◆ TEXT PROVIDED
=-=-=

Utilisation of public funds
Utilisation of public funds · Challenges of corruption
Story hook
In December 1985, Prime Minister Rajiv Gandhi stood at the Bombay Congress centenary session and uttered a sentence that has echoed through every Indian budget debate since: "Of every rupee spent by the government for the welfare of the poor, only fifteen paise reaches the intended beneficiary." The other 85 paise — roughly Rs 85 of every Rs 100 — vanished into a black hole of leakage, ghost beneficiaries, padded muster rolls, and outright theft.
Three and a half decades later, an academic studying the Direct Benefit Transfer (DBT) programme found that after Aadhaar-linked transfers replaced cash and cheques in the Public Distribution System, leakage in some states fell from 40% to under 10%. The same study found that across all DBT-routed schemes, India had saved Rs 2.7 lakh crore in cumulative leakage from 2014 to 2022 — a sum greater than the entire annual budget of MGNREGA, ICDS, and mid-day meal combined.

=-=-=

[Dataset records]
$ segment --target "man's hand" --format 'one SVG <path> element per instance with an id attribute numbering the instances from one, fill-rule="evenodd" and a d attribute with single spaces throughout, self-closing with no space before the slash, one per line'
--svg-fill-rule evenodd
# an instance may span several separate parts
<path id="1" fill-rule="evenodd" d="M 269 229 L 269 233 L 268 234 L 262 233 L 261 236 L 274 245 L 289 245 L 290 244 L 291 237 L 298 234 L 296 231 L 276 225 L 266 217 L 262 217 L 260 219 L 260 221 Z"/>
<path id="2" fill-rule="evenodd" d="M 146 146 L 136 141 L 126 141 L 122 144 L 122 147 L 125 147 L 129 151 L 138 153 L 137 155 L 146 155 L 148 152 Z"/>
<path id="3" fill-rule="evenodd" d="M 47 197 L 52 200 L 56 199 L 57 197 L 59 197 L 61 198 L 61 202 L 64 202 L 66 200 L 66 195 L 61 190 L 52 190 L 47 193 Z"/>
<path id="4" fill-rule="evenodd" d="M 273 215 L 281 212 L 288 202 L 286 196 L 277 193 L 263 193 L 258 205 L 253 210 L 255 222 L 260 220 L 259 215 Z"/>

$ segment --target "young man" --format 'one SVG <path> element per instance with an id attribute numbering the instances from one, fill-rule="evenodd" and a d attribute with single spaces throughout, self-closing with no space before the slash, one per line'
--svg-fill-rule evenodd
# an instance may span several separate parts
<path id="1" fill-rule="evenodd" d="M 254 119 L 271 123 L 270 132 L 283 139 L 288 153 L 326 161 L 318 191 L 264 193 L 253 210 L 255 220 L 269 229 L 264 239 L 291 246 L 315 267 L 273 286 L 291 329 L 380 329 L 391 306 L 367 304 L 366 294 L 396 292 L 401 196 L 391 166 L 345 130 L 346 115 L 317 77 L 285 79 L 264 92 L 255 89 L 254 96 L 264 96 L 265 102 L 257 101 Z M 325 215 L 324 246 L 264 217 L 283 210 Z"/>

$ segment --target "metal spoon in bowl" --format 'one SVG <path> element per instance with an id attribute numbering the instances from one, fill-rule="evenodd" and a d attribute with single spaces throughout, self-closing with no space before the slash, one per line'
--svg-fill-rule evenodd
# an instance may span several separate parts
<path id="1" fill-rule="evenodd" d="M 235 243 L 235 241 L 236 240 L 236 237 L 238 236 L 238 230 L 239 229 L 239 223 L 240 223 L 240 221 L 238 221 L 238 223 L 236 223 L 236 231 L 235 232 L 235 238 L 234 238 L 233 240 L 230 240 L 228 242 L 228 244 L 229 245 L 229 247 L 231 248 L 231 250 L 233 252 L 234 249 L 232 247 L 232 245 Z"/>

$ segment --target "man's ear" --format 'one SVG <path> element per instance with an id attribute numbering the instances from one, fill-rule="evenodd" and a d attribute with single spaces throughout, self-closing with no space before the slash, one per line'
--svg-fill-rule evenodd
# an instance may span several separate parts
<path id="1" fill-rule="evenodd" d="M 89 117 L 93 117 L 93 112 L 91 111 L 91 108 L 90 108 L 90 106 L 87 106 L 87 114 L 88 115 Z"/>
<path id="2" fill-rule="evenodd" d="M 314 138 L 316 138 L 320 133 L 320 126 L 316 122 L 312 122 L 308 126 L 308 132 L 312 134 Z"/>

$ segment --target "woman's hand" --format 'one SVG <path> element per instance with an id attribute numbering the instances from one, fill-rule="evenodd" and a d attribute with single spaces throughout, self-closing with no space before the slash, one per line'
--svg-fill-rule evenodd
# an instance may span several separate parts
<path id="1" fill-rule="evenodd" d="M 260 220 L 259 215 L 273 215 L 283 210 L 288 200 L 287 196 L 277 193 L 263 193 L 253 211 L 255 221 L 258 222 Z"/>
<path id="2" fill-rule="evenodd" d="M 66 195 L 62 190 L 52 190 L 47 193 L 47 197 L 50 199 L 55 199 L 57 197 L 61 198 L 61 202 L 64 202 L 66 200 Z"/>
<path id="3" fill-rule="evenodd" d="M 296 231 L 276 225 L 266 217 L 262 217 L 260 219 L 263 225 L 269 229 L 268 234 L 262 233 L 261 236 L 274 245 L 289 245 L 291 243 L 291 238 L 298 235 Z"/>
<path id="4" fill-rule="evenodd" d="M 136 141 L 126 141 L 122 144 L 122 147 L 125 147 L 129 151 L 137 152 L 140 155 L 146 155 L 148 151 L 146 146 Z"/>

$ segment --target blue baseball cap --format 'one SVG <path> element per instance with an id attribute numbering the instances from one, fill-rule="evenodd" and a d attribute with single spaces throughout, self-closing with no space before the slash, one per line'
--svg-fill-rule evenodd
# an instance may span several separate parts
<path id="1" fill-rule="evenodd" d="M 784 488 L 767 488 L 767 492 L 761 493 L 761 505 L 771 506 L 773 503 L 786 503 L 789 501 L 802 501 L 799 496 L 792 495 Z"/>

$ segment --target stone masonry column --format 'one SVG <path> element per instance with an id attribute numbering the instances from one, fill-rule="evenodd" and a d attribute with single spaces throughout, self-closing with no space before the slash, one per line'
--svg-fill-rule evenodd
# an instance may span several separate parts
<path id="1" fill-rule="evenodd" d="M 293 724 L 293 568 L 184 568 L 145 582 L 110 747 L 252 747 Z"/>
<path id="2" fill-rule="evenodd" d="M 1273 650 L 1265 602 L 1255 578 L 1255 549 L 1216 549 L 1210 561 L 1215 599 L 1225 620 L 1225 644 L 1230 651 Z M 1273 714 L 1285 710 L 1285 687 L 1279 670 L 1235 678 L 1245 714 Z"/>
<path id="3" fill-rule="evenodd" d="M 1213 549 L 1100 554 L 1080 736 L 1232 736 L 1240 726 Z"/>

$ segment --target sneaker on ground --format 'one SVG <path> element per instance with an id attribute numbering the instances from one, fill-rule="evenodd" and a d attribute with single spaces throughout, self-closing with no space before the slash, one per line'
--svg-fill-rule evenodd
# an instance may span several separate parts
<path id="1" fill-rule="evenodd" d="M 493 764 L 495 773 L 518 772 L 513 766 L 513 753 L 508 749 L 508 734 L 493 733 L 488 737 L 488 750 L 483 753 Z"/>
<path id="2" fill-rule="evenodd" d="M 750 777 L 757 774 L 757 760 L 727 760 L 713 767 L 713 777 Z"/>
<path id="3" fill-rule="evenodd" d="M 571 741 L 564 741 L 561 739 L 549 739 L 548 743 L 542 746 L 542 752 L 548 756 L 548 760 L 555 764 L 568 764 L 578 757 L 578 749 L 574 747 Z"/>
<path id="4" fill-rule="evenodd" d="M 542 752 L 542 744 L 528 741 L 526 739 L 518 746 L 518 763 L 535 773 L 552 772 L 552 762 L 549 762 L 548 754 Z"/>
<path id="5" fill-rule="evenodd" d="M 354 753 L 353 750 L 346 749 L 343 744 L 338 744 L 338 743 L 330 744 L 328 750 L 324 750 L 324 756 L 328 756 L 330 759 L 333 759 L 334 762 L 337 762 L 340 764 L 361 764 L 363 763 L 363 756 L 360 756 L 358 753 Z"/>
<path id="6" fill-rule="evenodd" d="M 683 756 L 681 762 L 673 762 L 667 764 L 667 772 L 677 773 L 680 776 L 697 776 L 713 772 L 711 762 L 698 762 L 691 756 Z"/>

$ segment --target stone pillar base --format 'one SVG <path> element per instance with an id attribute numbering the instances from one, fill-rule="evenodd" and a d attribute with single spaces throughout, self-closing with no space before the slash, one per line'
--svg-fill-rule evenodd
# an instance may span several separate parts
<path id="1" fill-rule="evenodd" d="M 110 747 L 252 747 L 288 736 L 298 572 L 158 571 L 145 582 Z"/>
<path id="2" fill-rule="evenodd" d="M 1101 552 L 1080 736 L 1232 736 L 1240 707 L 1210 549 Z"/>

=-=-=

Please set down the part of the text on public funds between "Three and a" and "mid-day meal combined.", inclusive, copying it word for word. Work only from the text on public funds, not from the rows.

Three and a half decades later, an academic studying the Direct Benefit Transfer (DBT) programme found that after Aadhaar-linked transfers replaced cash and cheques in the Public Distribution System, leakage in some states fell from 40% to under 10%. The same study found that across all DBT-routed schemes, India had saved Rs 2.7 lakh crore in cumulative leakage from 2014 to 2022 — a sum greater than the entire annual budget of MGNREGA, ICDS, and mid-day meal combined.